• **DATA PROVIDED**:
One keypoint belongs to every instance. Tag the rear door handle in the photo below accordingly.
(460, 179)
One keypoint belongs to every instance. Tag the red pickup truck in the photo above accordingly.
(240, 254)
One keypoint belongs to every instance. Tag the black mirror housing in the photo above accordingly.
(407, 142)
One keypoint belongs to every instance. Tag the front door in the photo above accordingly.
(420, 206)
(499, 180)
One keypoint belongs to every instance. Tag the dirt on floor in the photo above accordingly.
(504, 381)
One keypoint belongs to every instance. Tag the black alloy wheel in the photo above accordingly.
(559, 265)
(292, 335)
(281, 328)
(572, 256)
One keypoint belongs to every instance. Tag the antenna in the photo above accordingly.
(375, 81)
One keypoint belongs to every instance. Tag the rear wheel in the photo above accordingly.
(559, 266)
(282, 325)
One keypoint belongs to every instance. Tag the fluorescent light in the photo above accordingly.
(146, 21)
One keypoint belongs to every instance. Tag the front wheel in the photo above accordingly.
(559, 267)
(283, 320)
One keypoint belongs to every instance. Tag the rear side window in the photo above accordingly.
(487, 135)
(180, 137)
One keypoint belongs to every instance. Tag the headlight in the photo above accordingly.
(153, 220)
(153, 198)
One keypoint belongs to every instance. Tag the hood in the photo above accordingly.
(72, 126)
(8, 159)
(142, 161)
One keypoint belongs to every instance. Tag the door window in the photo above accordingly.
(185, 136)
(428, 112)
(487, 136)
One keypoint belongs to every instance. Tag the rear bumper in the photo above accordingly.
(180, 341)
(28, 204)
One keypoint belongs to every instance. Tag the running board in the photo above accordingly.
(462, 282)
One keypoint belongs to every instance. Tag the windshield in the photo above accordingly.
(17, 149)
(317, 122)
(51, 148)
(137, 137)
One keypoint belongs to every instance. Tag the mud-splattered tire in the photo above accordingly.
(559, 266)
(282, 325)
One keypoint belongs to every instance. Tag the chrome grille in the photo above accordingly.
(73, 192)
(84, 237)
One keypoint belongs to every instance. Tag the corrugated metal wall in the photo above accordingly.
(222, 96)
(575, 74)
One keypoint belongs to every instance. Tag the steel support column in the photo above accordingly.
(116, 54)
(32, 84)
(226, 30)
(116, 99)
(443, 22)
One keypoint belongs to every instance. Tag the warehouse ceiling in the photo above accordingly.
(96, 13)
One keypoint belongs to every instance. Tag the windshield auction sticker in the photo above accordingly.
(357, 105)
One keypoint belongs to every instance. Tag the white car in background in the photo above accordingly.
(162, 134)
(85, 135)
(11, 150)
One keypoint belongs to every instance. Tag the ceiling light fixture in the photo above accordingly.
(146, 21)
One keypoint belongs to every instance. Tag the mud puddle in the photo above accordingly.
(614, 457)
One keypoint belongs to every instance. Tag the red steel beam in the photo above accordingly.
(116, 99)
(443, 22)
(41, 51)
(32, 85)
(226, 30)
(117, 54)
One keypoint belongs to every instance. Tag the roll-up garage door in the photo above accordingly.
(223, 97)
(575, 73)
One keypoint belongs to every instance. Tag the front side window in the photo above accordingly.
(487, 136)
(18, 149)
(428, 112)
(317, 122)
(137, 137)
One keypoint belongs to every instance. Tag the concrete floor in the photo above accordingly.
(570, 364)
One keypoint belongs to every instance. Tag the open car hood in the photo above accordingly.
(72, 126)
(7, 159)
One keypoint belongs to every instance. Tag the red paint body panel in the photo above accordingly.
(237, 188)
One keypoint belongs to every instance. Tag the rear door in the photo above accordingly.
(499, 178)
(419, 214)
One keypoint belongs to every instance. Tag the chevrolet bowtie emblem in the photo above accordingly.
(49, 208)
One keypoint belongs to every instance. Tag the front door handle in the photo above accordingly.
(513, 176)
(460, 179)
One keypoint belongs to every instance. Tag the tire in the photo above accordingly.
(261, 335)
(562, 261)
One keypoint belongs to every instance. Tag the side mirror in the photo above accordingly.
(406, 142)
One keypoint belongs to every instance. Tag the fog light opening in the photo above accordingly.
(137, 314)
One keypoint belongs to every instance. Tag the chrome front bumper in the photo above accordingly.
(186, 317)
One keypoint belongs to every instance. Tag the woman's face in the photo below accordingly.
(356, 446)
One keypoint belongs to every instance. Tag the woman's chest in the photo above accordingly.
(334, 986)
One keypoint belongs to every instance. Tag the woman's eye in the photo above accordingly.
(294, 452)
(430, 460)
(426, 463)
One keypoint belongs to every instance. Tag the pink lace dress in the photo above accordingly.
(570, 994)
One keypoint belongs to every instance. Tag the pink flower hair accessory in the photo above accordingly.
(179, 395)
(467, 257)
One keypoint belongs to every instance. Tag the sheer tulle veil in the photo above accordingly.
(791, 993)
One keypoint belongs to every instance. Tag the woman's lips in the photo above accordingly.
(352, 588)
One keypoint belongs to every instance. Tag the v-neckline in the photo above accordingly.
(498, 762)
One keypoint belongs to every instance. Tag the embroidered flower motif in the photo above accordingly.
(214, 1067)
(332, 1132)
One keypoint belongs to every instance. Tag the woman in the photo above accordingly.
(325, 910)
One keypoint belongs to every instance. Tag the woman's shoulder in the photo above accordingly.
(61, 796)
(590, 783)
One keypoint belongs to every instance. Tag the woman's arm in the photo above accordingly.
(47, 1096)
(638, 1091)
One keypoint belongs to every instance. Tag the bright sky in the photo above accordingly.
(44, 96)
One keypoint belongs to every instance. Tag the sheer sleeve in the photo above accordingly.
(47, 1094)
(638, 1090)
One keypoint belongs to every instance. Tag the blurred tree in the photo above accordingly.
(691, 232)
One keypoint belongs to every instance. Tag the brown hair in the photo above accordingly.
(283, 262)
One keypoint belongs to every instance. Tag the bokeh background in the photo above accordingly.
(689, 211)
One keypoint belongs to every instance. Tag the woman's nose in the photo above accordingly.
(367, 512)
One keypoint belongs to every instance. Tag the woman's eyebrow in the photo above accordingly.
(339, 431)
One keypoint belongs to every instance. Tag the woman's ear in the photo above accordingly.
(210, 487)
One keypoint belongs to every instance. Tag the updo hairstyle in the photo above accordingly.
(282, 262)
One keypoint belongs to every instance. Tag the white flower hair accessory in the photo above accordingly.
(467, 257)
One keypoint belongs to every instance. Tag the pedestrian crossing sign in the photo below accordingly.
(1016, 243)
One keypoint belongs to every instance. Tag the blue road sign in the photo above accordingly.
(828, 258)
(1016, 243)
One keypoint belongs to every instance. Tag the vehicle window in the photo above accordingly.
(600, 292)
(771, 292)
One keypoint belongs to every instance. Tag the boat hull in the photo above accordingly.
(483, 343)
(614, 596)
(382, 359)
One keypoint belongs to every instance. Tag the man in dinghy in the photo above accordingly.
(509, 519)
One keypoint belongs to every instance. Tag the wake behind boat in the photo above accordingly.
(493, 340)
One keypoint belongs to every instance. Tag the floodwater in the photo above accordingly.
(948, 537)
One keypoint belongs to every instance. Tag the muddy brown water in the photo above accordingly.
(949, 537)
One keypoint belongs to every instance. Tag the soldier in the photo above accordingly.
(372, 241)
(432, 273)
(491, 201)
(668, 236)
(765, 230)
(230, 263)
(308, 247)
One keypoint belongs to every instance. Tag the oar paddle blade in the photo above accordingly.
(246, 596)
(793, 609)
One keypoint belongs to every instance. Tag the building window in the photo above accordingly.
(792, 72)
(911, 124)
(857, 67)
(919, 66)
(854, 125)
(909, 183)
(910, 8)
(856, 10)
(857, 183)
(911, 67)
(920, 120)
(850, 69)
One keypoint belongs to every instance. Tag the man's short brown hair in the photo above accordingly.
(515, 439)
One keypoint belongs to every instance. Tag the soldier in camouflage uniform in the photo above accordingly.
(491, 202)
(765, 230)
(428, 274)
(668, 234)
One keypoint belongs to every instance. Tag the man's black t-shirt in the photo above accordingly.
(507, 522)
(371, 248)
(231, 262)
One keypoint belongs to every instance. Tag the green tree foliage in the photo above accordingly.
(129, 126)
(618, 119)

• **TRY IT**: Beginning at the line containing "One keypoint belongs to every instance. Tag the man's black", repeat each line exactly through the last line of the entries, and include no other lines.

• **ANSWER SECTION**:
One keypoint belongs to every instance. Tag the man's black t-shirt in the photo above accordingly.
(507, 522)
(371, 248)
(231, 262)
One keypoint belongs to every instance. Tag the green tree foliage in the photo above accordingly.
(129, 126)
(618, 119)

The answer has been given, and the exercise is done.